◆ Excerpt provided
● ● ●
# Hollowing Tools for Small Vases and Small Hallowforms



## shayward (Mar 23, 2017)

Hi everyone

I've started making small vases on the lathe. Anywhere from 1.5" tall to 7" tall. Since I don't have any hallowing tools, I use a forester bit to go as deep as I can and call it a day.

This is fine since I'm still relatively new to turning but I would like to start doing them right. I would also like to try my hand at small hollowforms and have a tool for making lidded boxes. The bowl gouge does not work well for lidded boxes. I work with mostly dry wood but might try my hand at green.

I've read a lot about traditional angled scrapers and the more modern carbide based tools. I haven't tried carbide yet but it looks to be basically a scraper without the bur.
● ● ●
◆ Data records
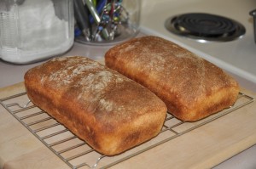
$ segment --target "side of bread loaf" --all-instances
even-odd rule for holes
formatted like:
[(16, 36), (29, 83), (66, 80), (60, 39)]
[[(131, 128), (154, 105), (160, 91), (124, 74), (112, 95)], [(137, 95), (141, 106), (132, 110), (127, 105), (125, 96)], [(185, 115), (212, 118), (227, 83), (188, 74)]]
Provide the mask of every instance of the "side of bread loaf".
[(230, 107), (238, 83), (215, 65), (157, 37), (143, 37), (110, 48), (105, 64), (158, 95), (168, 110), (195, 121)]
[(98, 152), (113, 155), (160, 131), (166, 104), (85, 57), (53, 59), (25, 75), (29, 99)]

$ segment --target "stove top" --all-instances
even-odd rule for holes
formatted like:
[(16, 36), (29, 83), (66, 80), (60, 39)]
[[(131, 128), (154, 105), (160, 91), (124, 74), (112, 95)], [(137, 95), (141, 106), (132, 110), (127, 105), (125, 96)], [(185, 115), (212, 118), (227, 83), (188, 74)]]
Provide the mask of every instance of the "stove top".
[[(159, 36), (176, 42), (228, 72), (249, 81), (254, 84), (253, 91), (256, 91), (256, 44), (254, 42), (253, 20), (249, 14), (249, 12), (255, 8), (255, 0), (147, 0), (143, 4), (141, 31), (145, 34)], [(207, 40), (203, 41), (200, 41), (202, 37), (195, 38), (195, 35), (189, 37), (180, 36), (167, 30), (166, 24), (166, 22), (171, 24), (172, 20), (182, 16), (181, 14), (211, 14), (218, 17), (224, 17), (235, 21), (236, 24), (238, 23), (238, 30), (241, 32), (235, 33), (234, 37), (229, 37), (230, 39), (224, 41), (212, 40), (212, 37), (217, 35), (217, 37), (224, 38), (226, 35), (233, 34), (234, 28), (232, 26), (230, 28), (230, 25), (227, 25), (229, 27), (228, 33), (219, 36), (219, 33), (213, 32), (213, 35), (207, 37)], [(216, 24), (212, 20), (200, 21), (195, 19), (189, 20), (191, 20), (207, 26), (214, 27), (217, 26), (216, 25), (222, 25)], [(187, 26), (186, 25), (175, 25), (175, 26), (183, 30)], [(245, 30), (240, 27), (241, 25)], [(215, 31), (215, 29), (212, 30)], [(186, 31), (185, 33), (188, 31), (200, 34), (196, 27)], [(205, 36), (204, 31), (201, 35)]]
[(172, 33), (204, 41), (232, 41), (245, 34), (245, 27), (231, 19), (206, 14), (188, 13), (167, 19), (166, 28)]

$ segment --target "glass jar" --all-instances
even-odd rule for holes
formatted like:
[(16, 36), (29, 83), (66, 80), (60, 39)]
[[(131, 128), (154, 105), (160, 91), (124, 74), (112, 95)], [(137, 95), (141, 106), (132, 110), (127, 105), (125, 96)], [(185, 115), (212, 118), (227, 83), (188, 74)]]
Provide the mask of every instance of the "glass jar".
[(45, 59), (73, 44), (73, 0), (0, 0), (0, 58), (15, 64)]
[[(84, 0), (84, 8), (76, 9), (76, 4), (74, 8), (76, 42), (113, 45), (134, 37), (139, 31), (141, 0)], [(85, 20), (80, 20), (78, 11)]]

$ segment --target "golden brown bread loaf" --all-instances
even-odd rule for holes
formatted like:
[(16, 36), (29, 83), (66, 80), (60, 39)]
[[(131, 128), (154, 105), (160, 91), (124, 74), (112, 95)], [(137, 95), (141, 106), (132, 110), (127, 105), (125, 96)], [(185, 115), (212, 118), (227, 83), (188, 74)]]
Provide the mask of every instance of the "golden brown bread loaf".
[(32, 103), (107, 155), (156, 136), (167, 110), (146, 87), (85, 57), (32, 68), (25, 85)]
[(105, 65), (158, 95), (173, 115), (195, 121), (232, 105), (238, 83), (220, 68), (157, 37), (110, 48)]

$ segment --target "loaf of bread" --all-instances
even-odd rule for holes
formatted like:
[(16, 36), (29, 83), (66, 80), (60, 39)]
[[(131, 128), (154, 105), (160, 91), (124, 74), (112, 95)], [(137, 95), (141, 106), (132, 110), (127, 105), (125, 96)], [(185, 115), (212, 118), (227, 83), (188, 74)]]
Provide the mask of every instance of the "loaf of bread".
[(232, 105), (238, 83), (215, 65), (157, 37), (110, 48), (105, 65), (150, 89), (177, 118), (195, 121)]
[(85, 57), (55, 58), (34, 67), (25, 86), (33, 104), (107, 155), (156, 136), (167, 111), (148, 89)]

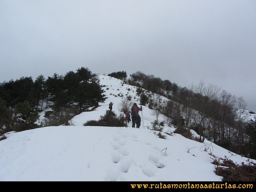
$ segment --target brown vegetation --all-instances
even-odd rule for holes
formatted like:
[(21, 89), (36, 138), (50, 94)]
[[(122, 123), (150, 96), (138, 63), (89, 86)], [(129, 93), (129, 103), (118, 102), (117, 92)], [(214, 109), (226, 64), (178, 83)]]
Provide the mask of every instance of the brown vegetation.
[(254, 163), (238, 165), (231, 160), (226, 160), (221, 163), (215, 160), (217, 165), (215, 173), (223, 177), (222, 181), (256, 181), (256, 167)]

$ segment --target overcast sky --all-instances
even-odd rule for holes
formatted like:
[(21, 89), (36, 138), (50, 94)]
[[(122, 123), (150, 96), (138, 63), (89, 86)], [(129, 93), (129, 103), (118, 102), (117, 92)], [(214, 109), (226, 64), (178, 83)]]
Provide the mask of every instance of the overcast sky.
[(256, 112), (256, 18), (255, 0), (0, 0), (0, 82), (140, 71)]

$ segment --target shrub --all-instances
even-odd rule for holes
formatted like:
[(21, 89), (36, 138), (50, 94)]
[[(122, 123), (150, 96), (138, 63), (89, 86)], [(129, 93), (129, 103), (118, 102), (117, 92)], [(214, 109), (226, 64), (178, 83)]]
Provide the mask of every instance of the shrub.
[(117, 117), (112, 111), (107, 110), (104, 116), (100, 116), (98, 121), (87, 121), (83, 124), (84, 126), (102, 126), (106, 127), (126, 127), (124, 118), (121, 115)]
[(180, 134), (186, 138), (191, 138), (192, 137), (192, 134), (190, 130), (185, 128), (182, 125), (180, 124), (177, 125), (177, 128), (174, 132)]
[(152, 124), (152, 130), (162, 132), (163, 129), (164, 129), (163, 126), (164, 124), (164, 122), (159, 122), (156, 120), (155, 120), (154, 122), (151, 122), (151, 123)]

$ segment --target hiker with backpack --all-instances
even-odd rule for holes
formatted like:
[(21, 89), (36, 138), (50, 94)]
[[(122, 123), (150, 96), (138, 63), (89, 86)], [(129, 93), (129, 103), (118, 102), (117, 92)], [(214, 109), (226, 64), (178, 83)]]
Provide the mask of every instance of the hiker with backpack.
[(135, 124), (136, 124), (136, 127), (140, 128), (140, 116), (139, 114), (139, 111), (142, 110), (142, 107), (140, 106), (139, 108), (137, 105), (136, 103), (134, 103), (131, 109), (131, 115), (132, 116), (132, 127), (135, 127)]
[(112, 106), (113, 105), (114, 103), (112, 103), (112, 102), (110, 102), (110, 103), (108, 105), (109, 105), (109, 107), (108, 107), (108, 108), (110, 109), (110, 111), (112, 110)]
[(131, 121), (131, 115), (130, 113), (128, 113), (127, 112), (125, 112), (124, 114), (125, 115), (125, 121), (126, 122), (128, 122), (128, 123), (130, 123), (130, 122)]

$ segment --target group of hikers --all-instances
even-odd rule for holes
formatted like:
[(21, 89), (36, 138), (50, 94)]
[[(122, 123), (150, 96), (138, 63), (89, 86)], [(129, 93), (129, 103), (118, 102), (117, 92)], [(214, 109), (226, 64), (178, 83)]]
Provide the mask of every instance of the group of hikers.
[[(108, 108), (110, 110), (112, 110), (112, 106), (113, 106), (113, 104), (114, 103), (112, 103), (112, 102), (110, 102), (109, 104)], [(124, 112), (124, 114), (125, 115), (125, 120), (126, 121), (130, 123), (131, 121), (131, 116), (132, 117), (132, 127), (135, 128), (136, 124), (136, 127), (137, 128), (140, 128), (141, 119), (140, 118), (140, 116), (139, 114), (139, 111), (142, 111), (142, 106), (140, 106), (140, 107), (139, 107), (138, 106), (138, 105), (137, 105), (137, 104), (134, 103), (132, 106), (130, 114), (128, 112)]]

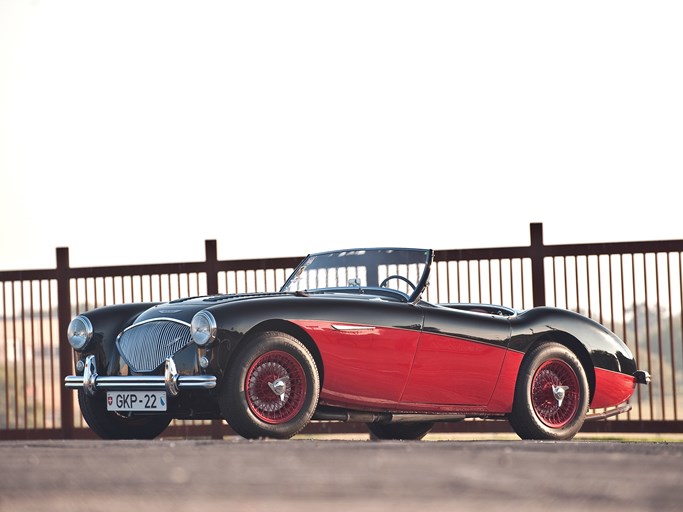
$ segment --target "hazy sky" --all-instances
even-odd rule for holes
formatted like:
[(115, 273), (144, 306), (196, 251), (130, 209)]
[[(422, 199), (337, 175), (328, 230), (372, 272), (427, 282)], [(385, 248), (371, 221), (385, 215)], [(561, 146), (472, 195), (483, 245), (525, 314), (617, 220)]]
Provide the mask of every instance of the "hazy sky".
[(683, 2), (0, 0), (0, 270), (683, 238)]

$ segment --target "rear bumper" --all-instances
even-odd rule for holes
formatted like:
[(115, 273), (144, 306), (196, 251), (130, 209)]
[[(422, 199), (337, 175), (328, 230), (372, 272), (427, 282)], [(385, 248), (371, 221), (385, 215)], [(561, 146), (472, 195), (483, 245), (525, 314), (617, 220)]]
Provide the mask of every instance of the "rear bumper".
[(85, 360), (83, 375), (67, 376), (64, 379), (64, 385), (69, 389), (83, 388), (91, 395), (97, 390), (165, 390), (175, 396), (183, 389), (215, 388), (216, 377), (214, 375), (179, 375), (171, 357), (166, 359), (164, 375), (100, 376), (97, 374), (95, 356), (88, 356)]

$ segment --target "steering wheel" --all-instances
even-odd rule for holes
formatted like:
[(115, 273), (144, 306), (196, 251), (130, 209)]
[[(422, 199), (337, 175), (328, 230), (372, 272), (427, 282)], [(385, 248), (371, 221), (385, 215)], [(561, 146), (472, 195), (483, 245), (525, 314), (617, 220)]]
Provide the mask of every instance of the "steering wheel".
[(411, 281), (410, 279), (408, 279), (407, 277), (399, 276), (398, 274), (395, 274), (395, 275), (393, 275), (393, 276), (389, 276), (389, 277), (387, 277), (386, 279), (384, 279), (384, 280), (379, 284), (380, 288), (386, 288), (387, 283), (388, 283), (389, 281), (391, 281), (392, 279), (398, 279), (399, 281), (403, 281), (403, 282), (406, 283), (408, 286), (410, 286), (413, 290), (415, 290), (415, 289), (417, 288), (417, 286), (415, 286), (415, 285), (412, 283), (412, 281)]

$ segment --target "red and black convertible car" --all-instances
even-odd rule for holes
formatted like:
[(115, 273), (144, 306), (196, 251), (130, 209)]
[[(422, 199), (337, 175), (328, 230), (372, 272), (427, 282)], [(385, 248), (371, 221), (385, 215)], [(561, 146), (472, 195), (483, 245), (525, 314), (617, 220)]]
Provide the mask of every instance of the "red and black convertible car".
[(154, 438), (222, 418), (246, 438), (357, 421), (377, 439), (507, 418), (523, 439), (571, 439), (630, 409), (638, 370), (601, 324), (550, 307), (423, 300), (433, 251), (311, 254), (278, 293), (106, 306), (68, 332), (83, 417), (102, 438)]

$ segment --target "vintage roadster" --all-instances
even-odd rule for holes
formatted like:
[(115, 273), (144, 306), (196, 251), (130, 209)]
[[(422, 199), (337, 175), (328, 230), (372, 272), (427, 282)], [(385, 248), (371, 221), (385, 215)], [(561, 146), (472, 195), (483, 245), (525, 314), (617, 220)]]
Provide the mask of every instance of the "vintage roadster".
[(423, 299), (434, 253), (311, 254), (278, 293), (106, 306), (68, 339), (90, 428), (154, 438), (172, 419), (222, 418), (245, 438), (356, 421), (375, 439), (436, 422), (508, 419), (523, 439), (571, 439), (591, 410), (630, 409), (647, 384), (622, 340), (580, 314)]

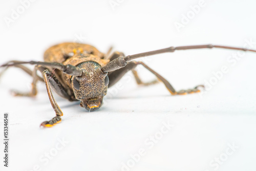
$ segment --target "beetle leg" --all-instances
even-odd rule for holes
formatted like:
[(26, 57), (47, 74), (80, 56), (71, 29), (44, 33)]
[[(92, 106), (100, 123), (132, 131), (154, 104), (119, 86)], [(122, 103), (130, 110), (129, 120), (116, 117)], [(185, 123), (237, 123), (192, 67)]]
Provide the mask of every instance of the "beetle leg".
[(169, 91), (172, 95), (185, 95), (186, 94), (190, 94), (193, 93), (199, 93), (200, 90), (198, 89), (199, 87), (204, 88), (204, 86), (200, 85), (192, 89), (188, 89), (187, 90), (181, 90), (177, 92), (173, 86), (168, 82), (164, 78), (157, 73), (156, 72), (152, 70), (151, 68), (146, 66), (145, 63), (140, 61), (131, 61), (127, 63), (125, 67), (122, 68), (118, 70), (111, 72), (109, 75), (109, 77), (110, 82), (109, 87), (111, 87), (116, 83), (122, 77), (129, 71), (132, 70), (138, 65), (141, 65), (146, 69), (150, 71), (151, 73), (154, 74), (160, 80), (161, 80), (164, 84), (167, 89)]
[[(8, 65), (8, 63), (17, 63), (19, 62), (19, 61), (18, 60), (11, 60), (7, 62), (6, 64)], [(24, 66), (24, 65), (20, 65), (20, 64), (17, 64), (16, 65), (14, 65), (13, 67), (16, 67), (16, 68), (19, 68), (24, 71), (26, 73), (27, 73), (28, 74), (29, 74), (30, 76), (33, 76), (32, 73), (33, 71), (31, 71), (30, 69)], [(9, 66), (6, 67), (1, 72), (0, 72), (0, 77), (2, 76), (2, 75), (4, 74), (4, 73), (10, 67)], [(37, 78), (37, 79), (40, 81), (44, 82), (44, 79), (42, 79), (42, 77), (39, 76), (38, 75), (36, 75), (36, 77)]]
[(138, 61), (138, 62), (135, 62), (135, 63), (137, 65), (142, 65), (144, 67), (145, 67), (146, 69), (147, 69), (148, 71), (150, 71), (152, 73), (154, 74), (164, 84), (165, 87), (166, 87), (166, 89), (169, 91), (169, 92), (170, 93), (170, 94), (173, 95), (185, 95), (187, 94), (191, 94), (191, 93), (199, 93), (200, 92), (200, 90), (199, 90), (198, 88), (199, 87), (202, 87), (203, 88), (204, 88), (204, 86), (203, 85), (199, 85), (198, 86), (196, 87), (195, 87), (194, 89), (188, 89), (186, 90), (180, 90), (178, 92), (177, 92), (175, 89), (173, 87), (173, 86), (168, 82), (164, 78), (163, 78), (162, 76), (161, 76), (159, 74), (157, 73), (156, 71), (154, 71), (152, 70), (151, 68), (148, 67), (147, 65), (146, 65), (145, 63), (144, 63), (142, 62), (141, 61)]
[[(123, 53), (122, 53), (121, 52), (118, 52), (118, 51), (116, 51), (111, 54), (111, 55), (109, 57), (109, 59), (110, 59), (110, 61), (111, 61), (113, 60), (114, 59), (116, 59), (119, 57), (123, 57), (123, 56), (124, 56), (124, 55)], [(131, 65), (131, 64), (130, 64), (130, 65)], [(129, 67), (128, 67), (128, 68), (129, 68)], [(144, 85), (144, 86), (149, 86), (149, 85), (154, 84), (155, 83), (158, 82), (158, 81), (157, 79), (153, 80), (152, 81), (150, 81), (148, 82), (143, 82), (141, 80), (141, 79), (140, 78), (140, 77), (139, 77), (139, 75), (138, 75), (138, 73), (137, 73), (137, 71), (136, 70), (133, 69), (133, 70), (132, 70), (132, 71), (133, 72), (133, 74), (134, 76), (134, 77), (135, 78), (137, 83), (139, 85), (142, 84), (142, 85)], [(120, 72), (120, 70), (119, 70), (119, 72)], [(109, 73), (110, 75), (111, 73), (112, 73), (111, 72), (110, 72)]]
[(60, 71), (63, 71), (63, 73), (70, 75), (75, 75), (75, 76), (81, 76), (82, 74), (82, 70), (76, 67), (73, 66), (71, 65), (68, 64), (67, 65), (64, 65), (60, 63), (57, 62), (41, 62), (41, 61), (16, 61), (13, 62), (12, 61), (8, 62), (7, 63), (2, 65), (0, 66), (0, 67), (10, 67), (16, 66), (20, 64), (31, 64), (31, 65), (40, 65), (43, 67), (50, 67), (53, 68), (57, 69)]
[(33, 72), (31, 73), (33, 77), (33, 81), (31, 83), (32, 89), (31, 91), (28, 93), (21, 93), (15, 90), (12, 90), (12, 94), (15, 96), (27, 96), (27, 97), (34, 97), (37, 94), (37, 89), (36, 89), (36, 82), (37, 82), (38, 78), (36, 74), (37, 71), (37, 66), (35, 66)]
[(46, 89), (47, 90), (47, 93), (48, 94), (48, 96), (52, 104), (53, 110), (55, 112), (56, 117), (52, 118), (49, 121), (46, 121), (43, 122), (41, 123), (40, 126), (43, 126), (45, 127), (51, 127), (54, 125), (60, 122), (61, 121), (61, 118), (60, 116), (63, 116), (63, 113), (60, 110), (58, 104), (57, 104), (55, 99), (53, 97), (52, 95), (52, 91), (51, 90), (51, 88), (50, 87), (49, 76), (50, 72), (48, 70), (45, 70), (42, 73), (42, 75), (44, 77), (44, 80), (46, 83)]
● ● ●
◆ Brief 1
In the forum post on hollowing tools for small vases, what tool does the poster use to go as deep as possible in the absence of hollowing tools?
◆ Brief 2
Reproduce the records from their start through the line containing "75), (29, 99)]", inclusive, leaving out any pictures.

◆ Worked answer 1
A forester bit.

◆ Worked answer 2
$ segment --target "side of bread loaf" --all-instances
even-odd rule for holes
formatted like:
[(16, 36), (29, 83), (66, 80), (60, 39)]
[[(131, 128), (154, 105), (160, 91), (124, 74), (112, 95)], [(137, 95), (141, 106), (132, 110), (127, 105), (125, 96)], [(185, 115), (212, 118), (227, 83), (188, 74)]]
Provide the mask of every instance of the "side of bread loaf".
[(230, 107), (238, 83), (215, 65), (157, 37), (143, 37), (110, 48), (105, 64), (158, 95), (168, 110), (195, 121)]
[(98, 152), (113, 155), (160, 131), (166, 104), (85, 57), (53, 59), (25, 75), (29, 99)]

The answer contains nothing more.